# [Record list]
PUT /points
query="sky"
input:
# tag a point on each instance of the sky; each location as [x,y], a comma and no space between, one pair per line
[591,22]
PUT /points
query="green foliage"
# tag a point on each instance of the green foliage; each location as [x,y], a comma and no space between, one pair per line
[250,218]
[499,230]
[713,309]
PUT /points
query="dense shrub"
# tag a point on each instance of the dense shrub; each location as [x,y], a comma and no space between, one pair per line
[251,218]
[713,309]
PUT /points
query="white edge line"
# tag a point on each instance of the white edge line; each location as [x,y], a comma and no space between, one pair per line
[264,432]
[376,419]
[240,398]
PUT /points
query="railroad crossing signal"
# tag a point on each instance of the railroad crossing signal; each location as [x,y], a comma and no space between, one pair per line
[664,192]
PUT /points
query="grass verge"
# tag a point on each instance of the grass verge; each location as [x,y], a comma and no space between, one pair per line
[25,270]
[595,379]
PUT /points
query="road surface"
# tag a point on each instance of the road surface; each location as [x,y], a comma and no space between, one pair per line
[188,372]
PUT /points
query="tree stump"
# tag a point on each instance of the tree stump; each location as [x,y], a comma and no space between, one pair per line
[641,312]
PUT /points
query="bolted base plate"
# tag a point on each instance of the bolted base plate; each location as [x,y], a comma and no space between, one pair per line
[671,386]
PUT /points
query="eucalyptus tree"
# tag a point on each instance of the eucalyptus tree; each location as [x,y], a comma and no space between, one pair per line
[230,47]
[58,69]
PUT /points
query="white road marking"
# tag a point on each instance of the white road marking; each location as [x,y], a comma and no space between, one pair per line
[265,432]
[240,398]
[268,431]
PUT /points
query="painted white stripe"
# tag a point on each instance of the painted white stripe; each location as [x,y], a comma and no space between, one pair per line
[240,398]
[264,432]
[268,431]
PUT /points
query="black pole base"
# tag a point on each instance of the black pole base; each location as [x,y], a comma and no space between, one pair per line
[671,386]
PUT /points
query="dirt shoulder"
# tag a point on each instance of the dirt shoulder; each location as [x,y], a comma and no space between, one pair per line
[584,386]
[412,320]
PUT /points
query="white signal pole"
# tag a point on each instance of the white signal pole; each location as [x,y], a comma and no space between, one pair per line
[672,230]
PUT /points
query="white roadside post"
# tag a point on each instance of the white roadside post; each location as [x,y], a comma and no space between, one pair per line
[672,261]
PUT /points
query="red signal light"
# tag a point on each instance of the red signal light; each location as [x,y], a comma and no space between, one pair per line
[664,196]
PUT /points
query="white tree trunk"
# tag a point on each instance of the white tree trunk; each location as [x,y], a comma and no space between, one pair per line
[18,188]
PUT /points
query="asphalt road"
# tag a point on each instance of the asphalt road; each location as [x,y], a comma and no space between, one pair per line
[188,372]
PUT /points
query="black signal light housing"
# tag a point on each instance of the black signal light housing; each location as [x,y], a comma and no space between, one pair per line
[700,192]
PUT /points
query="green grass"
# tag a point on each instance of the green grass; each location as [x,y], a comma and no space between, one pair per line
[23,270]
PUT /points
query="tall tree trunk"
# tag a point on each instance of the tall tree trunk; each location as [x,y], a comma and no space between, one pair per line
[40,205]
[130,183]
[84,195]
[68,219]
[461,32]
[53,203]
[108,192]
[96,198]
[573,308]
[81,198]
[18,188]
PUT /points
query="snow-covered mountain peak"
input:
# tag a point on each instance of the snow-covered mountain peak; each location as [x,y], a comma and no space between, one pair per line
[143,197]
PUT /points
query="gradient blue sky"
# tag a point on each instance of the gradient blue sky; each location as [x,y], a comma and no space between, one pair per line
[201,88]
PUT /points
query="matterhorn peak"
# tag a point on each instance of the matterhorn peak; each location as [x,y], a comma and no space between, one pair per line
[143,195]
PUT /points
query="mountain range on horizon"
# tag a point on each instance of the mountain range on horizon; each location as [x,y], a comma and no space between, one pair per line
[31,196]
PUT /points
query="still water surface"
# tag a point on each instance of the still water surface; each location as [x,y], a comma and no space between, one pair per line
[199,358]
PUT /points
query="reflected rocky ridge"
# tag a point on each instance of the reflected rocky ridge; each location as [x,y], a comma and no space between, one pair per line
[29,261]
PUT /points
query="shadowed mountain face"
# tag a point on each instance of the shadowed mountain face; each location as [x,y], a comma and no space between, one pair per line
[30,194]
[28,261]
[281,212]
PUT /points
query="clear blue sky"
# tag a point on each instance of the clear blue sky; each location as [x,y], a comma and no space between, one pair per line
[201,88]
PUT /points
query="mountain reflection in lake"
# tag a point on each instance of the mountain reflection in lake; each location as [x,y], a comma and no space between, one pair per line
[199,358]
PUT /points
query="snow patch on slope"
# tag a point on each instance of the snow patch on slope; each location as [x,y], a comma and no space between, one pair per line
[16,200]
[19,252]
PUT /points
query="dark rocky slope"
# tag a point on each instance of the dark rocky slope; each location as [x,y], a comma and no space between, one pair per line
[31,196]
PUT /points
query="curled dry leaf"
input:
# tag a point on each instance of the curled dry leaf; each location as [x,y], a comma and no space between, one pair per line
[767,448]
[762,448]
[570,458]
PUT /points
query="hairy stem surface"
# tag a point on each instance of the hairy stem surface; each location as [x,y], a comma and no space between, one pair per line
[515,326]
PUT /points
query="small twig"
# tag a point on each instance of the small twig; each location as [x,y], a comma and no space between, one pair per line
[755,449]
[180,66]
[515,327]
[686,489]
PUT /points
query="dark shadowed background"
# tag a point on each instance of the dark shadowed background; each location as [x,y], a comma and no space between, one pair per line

# [Aim of the task]
Write out the entries above once more, without altering anything.

# [Correct response]
PUT /points
query="sky"
input:
# tag a point on each instance of the sky; each location as [x,y], a comma and no space between, one pair per line
[591,22]
PUT /points
query="green foliage"
# tag a point on each instance of the green foliage; each location as [x,y], a comma and no space between, one pair per line
[250,218]
[499,230]
[713,309]
PUT /points
query="dense shrub"
# tag a point on each instance of the dense shrub; each location as [x,y], a comma and no space between, one pair per line
[251,218]
[713,309]
PUT /points
query="white edge line"
# tag a point on each instance of the white edge line; each location as [x,y], a comma and no space between, one pair per line
[264,432]
[376,419]
[240,398]
PUT /points
query="railroad crossing signal"
# tag a point on each instance of the railroad crossing signal; each location as [x,y], a comma and no space between, one pair per line
[664,192]
PUT /points
query="grass verge"
# tag a point on each instance of the grass verge; each location as [x,y], a comma and no space between, one pair per line
[25,270]
[595,379]
PUT /points
query="road surface"
# tag a point on each instance of the road surface; each location as [x,y], a comma and no space between, one pair per line
[188,372]
PUT /points
query="tree stump"
# tag a point on each instance of the tree stump; each location as [x,y], a comma and no space between, one pair per line
[641,312]
PUT /points
query="bolted base plate"
# tag a point on each instance of the bolted base plate; each location as [x,y], a comma and no space between, one pair per line
[671,386]
PUT /points
query="eucalyptus tree"
# tag a point on each instance of the eucalyptus tree; each location as [x,y], a comma and no space between, one pair per line
[230,47]
[58,69]
PUT /points
query="white road marking"
# tag a point on each instance of the white road marking; each location as [x,y], a comma and no space between, one pair per line
[265,432]
[240,398]
[268,431]
PUT /points
query="painted white stripe"
# tag a point on each instance of the painted white stripe; each location as [x,y], a comma and no space between, one pair per line
[240,398]
[264,432]
[268,431]
PUT /points
query="black pole base"
# tag a point on each instance of the black pole base; each location as [x,y], a comma and no space between, one pair per line
[671,386]
PUT /points
query="dirt shoulder"
# tag a point on each instance of the dirt shoulder; each location as [x,y], a comma and no space between, one pair per line
[584,386]
[412,320]
PUT /points
query="white signal pole"
# tag a point on each instance of the white signal pole; each location as [x,y], a comma and no space between, one pair per line
[672,230]
PUT /points
query="white roadside post"
# tag a point on each instance of the white roadside post; each location as [x,y], a comma and no space between, one pair per line
[672,261]
PUT /points
query="red signal light"
# tag a point on each instance of the red signal light; each location as [x,y], a comma and no space between, one pair per line
[664,196]
PUT /points
query="white tree trunk"
# tag a point on each instance of the white tree trunk; each location as [x,y], a comma and no space between, one pair per line
[18,188]
PUT /points
query="asphalt road"
# tag a point on each instance of the asphalt road; each location as [x,y], a comma and no space between, one pair per line
[188,372]
PUT /points
query="black signal light housing"
# tag a point on each instance of the black signal light housing; each location as [x,y], a comma and no space between, one pair per line
[700,192]
PUT /points
query="green grass"
# tag a point on each instance of the green grass; each location as [x,y], a comma and no space between, one pair per line
[23,270]
PUT /points
query="tall tree trunk"
# tag a point on each instance of the tall tree trunk; each location as [x,y], a comma and no space between, one pair per line
[40,205]
[130,183]
[84,195]
[68,219]
[461,32]
[53,203]
[108,192]
[96,198]
[573,308]
[81,198]
[18,188]
PUT /points
query="snow-covered mountain peak"
input:
# tag a point on each instance of the snow-covered mountain peak; each location as [x,y], a comma and no space between, one pair per line
[143,197]
PUT /points
query="gradient blue sky"
# tag a point on each instance of the gradient blue sky; each location as [x,y], a comma and no space between, one pair per line
[201,88]
PUT /points
query="matterhorn peak"
# tag a point on each instance of the matterhorn peak; each location as [x,y], a comma and no space between, one pair per line
[143,195]
PUT /points
query="mountain range on horizon"
# tag a point on each instance of the mountain range on horizon; each location as [x,y], a comma and no space between, one pair per line
[31,196]
PUT /points
query="still water surface"
# tag a point on each instance of the still water surface; each location as [x,y], a comma and no space between, one pair per line
[199,358]
PUT /points
query="reflected rocky ridge"
# tag a point on each instance of the reflected rocky ridge; each location as [x,y], a comma and no space between, one pair per line
[29,261]
PUT /points
query="shadowed mountain face"
# tag a point on each instance of the shadowed mountain face; each location as [x,y], a comma and no space between, one pair per line
[30,194]
[28,261]
[281,212]
PUT /points
query="clear blue sky"
# tag a point on each instance of the clear blue sky; each location as [x,y], a comma and no space between, one pair per line
[201,88]
PUT /points
query="mountain reflection in lake"
# tag a point on each instance of the mountain reflection in lake; each location as [x,y], a comma and no space between, one pair per line
[199,358]
PUT /points
query="snow patch on slope"
# tag a point on each instance of the snow patch on slope; each location as [x,y], a comma and no space between, one pair per line
[16,200]
[19,252]
PUT /points
query="dark rocky slope"
# tag a point on each instance of the dark rocky slope; each location as [x,y], a comma and no space between, one pair per line
[31,196]
PUT /points
query="curled dry leaf"
input:
# tag a point on each instance of the curled dry leaf; each location as [x,y], a comma and no space between, one pair per line
[767,448]
[762,448]
[570,458]
PUT /points
query="hairy stem surface"
# tag a point on each instance of the hairy stem surface; each location as [x,y], a comma and no space between, one pair per line
[515,326]
PUT /points
query="small twig"
# tag a point on each instance of the small twig; each location as [x,y], a comma and no space between, one pair per line
[755,449]
[180,66]
[515,327]
[686,489]
PUT /points
query="dark shadowed background"
# tag a point on each instance of the dark shadowed background; each location as [x,y], a comma and no space between, one pair per line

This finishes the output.